> [OBJECTIVE A]
Retype the passage on the LED market between "Unless, of course, there" and "promote its use.", inclusive.

The company competes with Aixtron, a German listed company and Jusung Engineering, listed in South Korea. Aixtron is far and away the market leader with about a 70% share of global sales.
Today, the main end use for LEDs is as the backlighting source for flat screen TVs. Last year about 3% of flat screen TVs shipped were lit with LEDs. Thanks to Samsung’s (SSNLF.PK) pioneering efforts, LED lit TVs have become a monster hit with consumers. Analysts have repeatedly increased forecasts in an effort to keep pace with a rapidly growing market. This year the consensus is that 20% of the flat screen TV market could be LED lit. By 2012, the consensus view is that LEDs could be in half the flat screen TVs sold. These numbers are indicative; the probability is that either more flat screen TVs will be shipped than expected, or that LEDs will make up a higher proportion of the market than the consensus believes.
The slower growing LCD monitor and TV market gives us a clue to the problem. Three months ago shipments of LCDs were widely expected to decline by 5% to 15%. Instead, they grew by 7%. Veeco gives us a clue as to what is happening in the LED market.
In the third quarter last year, the company shipped 22 MOCVD chambers. By the fourth quarter, it has shipped 40 units. Fast forward to the end of this year, and Veeco expects to have shipped an average of 120 units per quarter. Most of this growth will come from the TV and computer monitor market. But new suns are rising on the horizon. Both China and the general lighting market will soon become the new drivers of LED growth. As these new markets take off, the likelihood is that LED sales will continue to outstrip market estimates.
Unless, of course, there is a collapse in consumer demand.
LED lighting sales now accounted for 10% of Philips’ (PHG) overall lighting sales. In its conference call (see transcript here), Veeco said that the general lighting market might be worth a $100bn and was 10 times the size of the market for back lit TVs. As a sign of what is to happen, Samsung has just announced a joint venture with Acuity Brands, a US quoted lighting equipment maker to enter the lighting market. The company also pointed out that the use of LEDs for general lighting was just beginning to hit its stride in China, due to government initiatives to promote its use.
In its conference call, Veeco’s CEO said, “We expect China to be an enormous market for LEDs.”
China and the general lighting market are still nascent, in the meantime Veeco is still seeing hectic growth in the solar panel and flat screen TV market. In the fourth quarter, bookings were up 200% on the previous year, at $262m. In the previous quarter, orders were $226m.
At present LED supply is constrained by supply bottlenecks, which means that equipment makers, such as Veeco and Aixtron (AIXG) have probably never had it so good. The chart below illustrates the performance of Aixtron’s shares compared to its peers and the Philadelphia Semiconductor Index (SOX). Analysts’ earnings estimates for all four stocks have been rising for most of the last 12 months, driving the shares up. Aixtron shares have started to fall, just at the point when earnings estimates have once again been increased.

> [EXERCISE INPUTS]
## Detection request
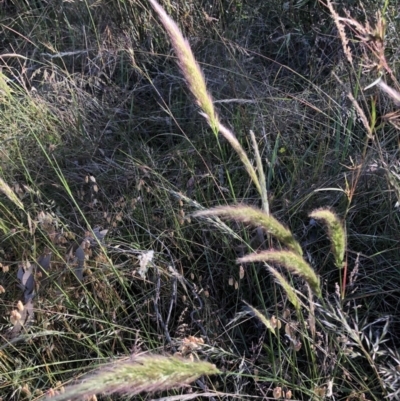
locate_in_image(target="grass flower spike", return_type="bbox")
[194,205,303,255]
[149,0,263,195]
[238,251,322,298]
[310,209,346,269]
[49,356,220,401]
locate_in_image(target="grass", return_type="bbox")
[0,0,400,401]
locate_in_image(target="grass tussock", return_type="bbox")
[0,0,400,401]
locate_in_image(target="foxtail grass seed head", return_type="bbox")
[238,251,321,298]
[48,356,221,401]
[0,177,24,210]
[243,301,277,336]
[149,0,219,134]
[310,209,346,269]
[194,205,303,255]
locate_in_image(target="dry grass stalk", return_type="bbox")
[310,209,346,269]
[149,0,262,195]
[49,356,220,401]
[194,205,303,255]
[238,251,322,298]
[326,0,353,65]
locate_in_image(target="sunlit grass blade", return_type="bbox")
[268,266,301,311]
[238,251,321,298]
[194,205,303,255]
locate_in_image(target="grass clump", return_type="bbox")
[0,0,400,401]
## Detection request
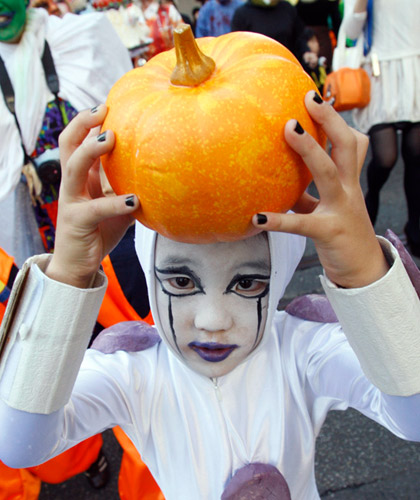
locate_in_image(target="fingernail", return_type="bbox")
[257,214,267,225]
[314,92,324,104]
[96,130,106,142]
[295,121,305,135]
[125,195,134,207]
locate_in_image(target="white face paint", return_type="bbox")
[155,234,270,377]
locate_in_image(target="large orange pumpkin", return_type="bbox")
[102,26,324,243]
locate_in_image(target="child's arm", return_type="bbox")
[0,105,138,414]
[254,92,420,396]
[46,105,138,288]
[254,91,389,288]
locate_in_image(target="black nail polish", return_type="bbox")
[96,131,106,142]
[314,92,324,104]
[257,214,267,225]
[295,121,305,135]
[125,195,134,207]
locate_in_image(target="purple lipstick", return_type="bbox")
[188,342,239,363]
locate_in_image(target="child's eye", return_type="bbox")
[229,278,269,297]
[166,276,195,290]
[155,266,203,297]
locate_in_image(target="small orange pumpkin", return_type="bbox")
[102,25,325,243]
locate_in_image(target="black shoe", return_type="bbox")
[404,224,420,257]
[83,450,109,490]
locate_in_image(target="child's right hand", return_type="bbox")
[46,104,139,288]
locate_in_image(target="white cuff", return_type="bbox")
[321,237,420,396]
[0,256,107,414]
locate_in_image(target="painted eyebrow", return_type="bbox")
[224,273,270,293]
[235,259,271,275]
[155,260,203,290]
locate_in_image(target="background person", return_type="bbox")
[0,92,420,500]
[343,0,420,257]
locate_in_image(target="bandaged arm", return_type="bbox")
[0,256,107,414]
[321,237,420,396]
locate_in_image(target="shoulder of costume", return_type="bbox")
[286,294,338,323]
[90,321,161,354]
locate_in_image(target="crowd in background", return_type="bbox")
[0,0,420,500]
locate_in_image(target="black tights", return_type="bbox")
[366,123,420,240]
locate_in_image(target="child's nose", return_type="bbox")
[194,296,233,332]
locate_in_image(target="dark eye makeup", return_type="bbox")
[155,266,204,297]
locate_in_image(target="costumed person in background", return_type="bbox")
[296,0,341,71]
[0,0,132,266]
[0,236,163,500]
[140,0,183,60]
[303,28,327,95]
[343,0,420,257]
[0,91,420,500]
[231,0,318,68]
[195,0,244,37]
[0,0,131,492]
[0,248,108,500]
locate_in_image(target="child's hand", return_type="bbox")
[253,91,389,288]
[46,105,139,288]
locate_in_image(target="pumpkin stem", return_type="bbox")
[170,24,216,87]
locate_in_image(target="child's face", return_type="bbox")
[155,235,270,377]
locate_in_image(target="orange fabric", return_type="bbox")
[0,248,14,284]
[98,256,165,500]
[0,462,41,500]
[27,434,103,484]
[113,427,165,500]
[0,248,14,324]
[98,255,154,328]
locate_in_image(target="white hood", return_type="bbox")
[135,222,306,368]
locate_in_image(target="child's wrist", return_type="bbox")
[45,256,96,288]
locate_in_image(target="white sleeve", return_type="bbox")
[321,237,420,396]
[0,256,106,414]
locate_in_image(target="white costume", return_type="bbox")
[0,225,420,500]
[343,0,420,133]
[0,9,132,266]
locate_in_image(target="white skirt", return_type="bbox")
[353,55,420,133]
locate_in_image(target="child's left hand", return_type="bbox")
[253,91,389,288]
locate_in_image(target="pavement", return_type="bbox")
[39,113,420,500]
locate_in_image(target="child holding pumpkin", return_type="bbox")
[0,91,420,500]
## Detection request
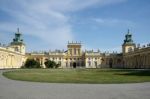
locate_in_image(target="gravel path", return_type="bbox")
[0,70,150,99]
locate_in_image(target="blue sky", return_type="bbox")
[0,0,150,52]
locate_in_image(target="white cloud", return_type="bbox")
[0,0,126,48]
[91,18,135,27]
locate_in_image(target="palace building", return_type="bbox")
[0,29,150,69]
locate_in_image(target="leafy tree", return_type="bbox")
[44,60,59,68]
[23,59,41,68]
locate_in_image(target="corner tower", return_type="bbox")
[10,28,25,55]
[122,29,135,55]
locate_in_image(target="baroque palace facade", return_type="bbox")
[0,29,150,69]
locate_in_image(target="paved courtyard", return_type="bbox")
[0,70,150,99]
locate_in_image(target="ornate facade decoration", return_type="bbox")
[0,29,150,69]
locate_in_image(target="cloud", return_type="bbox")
[91,18,135,27]
[0,0,126,48]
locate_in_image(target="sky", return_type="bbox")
[0,0,150,52]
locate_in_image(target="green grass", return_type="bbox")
[3,69,150,84]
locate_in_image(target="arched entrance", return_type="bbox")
[73,62,77,68]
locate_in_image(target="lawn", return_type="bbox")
[3,69,150,84]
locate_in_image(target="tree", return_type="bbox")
[44,60,59,68]
[24,59,41,68]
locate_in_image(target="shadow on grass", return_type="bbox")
[116,70,150,76]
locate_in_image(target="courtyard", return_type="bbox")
[0,70,150,99]
[3,69,150,84]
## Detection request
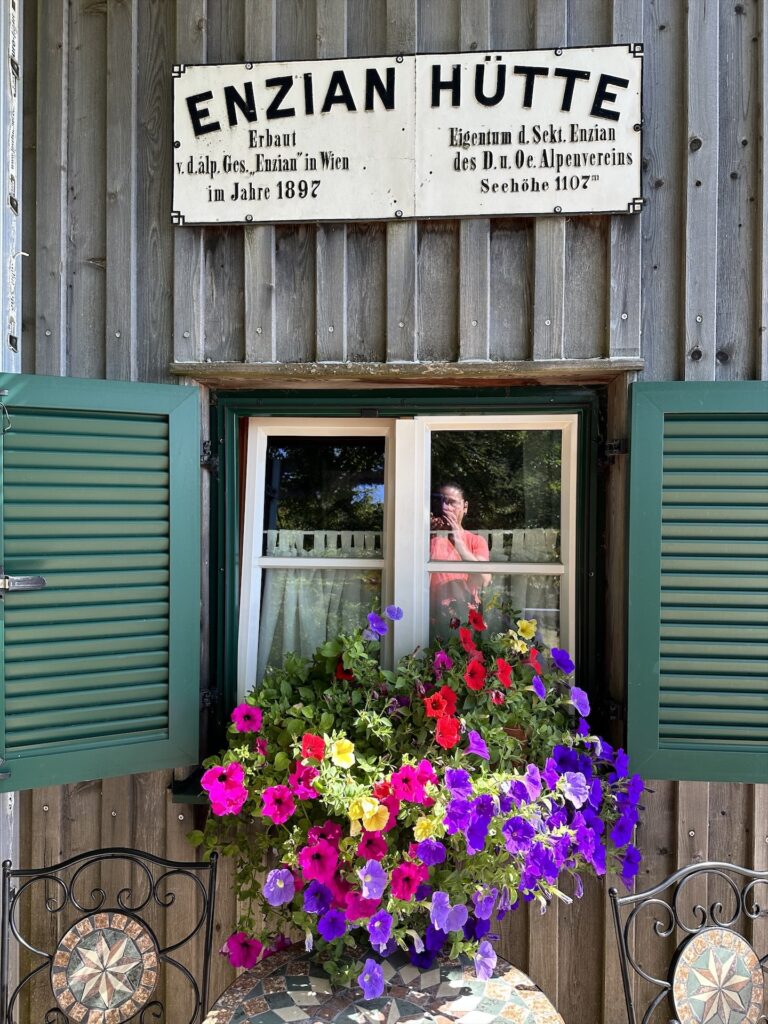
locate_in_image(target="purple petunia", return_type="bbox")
[317,910,347,942]
[261,867,295,906]
[552,643,575,676]
[464,729,490,761]
[357,957,384,999]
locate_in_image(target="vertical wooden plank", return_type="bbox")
[683,0,720,381]
[756,0,768,381]
[715,4,760,380]
[532,0,568,364]
[105,0,138,380]
[386,0,419,362]
[173,0,207,362]
[608,0,643,357]
[34,0,70,376]
[134,3,176,382]
[67,0,106,377]
[314,0,347,362]
[459,0,490,360]
[243,0,276,362]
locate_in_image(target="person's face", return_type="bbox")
[437,487,468,526]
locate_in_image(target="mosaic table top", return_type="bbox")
[204,945,563,1024]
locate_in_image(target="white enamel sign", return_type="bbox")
[173,44,642,224]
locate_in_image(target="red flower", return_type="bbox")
[301,732,326,761]
[469,608,486,633]
[434,716,459,751]
[336,658,354,682]
[459,626,477,654]
[424,690,449,718]
[525,647,544,676]
[464,657,485,690]
[496,657,512,689]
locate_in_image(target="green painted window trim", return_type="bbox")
[210,387,604,751]
[628,381,768,782]
[0,374,201,792]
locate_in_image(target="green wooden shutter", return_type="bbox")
[0,374,200,791]
[628,382,768,782]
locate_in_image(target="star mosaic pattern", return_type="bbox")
[204,945,563,1024]
[51,912,158,1024]
[672,928,763,1024]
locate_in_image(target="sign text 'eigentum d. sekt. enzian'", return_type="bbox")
[173,44,642,224]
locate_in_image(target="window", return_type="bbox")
[238,413,579,694]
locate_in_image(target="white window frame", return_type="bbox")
[238,414,579,697]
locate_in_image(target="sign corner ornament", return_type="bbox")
[172,43,643,225]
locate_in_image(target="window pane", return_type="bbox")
[429,430,562,562]
[257,567,381,679]
[262,437,384,558]
[429,572,561,647]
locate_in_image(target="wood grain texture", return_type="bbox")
[531,0,568,359]
[608,0,643,355]
[105,0,138,380]
[67,0,106,377]
[173,0,207,361]
[34,0,70,376]
[136,3,176,382]
[715,4,760,380]
[684,2,720,381]
[386,0,419,362]
[459,0,490,359]
[314,0,347,362]
[243,0,278,362]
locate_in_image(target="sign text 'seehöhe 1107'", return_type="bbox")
[173,43,642,224]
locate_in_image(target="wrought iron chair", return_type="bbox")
[609,861,768,1024]
[0,847,216,1024]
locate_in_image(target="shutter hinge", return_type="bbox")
[200,440,219,476]
[600,437,630,462]
[200,690,221,711]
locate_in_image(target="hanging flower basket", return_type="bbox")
[190,607,643,998]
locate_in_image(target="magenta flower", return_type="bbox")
[221,932,264,969]
[298,839,339,883]
[261,785,296,825]
[231,703,262,732]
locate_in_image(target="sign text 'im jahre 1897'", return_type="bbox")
[173,44,642,224]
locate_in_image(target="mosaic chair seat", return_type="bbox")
[609,861,768,1024]
[0,847,216,1024]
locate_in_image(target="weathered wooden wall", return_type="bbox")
[16,0,768,1024]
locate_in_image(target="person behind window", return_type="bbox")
[429,480,490,636]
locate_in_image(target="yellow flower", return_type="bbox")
[414,818,434,843]
[331,739,354,768]
[517,618,537,640]
[360,797,389,831]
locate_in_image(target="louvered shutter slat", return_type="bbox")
[629,382,768,781]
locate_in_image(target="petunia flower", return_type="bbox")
[301,732,326,761]
[474,940,497,981]
[550,647,575,676]
[357,860,387,899]
[317,910,347,942]
[357,957,384,999]
[464,729,490,761]
[261,867,296,906]
[221,932,264,970]
[231,703,263,732]
[368,611,389,637]
[331,739,354,768]
[261,785,296,825]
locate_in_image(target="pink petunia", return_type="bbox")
[261,785,296,825]
[298,839,339,885]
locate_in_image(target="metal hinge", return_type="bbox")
[0,565,46,597]
[200,690,220,711]
[200,440,219,476]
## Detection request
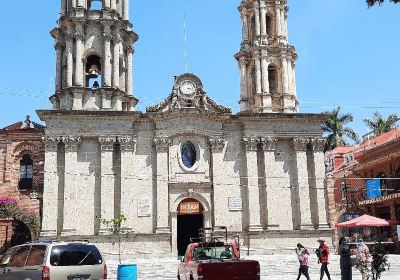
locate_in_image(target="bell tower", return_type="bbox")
[50,0,138,111]
[235,0,298,113]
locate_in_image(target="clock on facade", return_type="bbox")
[180,81,196,95]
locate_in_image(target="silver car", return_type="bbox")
[0,241,107,280]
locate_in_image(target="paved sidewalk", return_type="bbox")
[105,252,400,280]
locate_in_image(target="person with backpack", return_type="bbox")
[338,237,353,280]
[316,238,331,280]
[295,243,310,280]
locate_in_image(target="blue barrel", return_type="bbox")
[117,264,137,280]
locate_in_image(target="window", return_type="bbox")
[50,244,103,266]
[376,172,388,196]
[26,245,46,266]
[393,168,400,191]
[181,142,197,168]
[9,246,30,267]
[0,248,15,265]
[85,55,102,88]
[265,15,273,37]
[88,0,103,10]
[340,182,347,200]
[250,16,257,42]
[268,65,278,95]
[19,155,33,190]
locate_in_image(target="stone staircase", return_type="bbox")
[103,252,400,280]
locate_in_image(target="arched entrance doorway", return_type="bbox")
[177,198,204,256]
[11,220,32,246]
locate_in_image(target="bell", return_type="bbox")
[87,64,99,79]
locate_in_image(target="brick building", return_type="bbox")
[325,128,400,246]
[37,0,331,255]
[0,116,44,249]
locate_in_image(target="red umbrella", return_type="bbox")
[336,215,400,228]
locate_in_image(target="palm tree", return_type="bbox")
[364,112,400,137]
[322,107,360,151]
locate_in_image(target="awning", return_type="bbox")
[336,215,400,228]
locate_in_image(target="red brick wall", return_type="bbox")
[0,123,44,247]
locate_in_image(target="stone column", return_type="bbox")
[75,24,85,87]
[292,62,297,97]
[40,137,59,237]
[282,56,289,94]
[54,42,63,93]
[240,9,249,42]
[122,0,129,20]
[242,138,262,231]
[311,138,329,229]
[209,138,228,226]
[104,0,111,9]
[254,2,261,40]
[275,6,282,37]
[65,31,74,87]
[61,137,81,236]
[61,0,67,16]
[112,34,121,88]
[261,138,280,230]
[103,24,112,87]
[281,9,288,40]
[118,136,137,231]
[154,138,171,233]
[125,46,134,96]
[254,53,262,94]
[293,138,314,230]
[239,56,249,111]
[110,0,117,10]
[99,137,116,234]
[261,50,269,94]
[260,2,268,45]
[77,0,85,8]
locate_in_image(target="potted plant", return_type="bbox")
[101,214,137,279]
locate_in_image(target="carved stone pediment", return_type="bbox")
[147,73,231,113]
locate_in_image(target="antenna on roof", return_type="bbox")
[183,13,188,73]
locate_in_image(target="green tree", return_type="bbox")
[366,0,400,7]
[322,107,359,151]
[101,214,128,263]
[364,112,400,137]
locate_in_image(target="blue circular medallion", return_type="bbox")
[181,142,197,168]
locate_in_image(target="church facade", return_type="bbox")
[37,0,331,254]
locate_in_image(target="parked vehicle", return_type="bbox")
[0,241,107,280]
[178,228,260,280]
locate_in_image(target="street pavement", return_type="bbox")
[104,252,400,280]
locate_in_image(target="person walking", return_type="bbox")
[338,237,353,280]
[356,239,371,280]
[317,238,331,280]
[295,243,310,280]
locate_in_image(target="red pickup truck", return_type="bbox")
[178,242,260,280]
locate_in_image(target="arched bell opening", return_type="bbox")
[85,55,102,88]
[265,15,275,37]
[87,0,104,11]
[268,65,279,95]
[19,154,33,190]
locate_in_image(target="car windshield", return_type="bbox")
[193,245,235,261]
[50,244,103,266]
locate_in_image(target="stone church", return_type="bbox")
[37,0,331,254]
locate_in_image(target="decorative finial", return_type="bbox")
[24,115,31,128]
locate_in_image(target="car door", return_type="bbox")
[8,245,31,280]
[0,248,15,280]
[20,245,46,280]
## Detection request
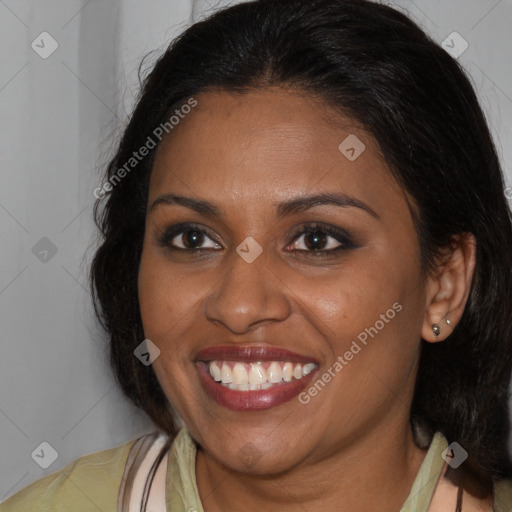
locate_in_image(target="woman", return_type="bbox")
[1,0,512,512]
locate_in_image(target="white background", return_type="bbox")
[0,0,512,501]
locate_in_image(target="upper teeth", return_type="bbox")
[209,361,317,391]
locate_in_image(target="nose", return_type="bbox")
[205,249,291,334]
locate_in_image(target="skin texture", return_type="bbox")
[139,87,474,512]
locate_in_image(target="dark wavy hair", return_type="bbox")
[90,0,512,492]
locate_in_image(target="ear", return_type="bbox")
[422,233,476,342]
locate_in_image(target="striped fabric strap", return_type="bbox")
[117,432,171,512]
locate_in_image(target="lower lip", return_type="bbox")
[196,361,318,411]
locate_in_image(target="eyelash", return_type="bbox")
[156,222,356,257]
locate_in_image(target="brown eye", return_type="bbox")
[157,224,222,251]
[304,231,327,250]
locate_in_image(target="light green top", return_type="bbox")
[0,428,512,512]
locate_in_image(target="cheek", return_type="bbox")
[138,248,205,338]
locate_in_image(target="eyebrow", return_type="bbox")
[149,193,379,219]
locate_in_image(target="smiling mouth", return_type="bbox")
[206,360,318,391]
[194,344,319,412]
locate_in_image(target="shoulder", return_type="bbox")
[494,480,512,511]
[0,439,137,512]
[428,472,512,512]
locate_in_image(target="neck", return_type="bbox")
[196,422,427,512]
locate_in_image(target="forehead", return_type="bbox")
[150,88,403,215]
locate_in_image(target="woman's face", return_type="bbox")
[139,88,426,474]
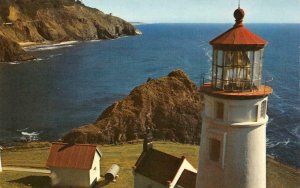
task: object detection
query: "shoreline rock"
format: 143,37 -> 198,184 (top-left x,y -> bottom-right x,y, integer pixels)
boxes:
63,70 -> 201,144
0,35 -> 35,62
0,0 -> 140,62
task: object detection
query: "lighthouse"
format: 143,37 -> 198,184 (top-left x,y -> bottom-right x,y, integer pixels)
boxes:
196,7 -> 272,188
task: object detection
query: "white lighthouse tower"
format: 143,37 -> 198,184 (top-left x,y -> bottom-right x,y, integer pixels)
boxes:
196,8 -> 272,188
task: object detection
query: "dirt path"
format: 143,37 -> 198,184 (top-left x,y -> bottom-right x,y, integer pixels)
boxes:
3,166 -> 51,174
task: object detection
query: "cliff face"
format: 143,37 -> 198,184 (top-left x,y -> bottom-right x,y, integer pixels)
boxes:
0,0 -> 137,62
63,70 -> 201,143
0,35 -> 34,62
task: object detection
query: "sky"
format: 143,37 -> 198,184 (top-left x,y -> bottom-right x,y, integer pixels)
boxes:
82,0 -> 300,23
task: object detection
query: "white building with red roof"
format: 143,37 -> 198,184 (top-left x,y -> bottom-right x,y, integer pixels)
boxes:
133,133 -> 197,188
47,142 -> 102,187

> [OBJECTIVE B]
How many lines of the listing above contain the string "orange"? Reply with the number alone.

> [EXPECTED OUTPUT A]
Unless, of course, there is a collapse in consumer demand.
LED lighting sales now accounted for 10% of Philips’ (PHG) overall lighting sales. In its conference call (see transcript here), Veeco said that the general lighting market might be worth a $100bn and was 10 times the size of the market for back lit TVs. As a sign of what is to happen, Samsung has just announced a joint venture with Acuity Brands, a US quoted lighting equipment maker to enter the lighting market. The company also pointed out that the use of LEDs for general lighting was just beginning to hit its stride in China, due to government initiatives to promote its use.

> [EXPECTED OUTPUT B]
3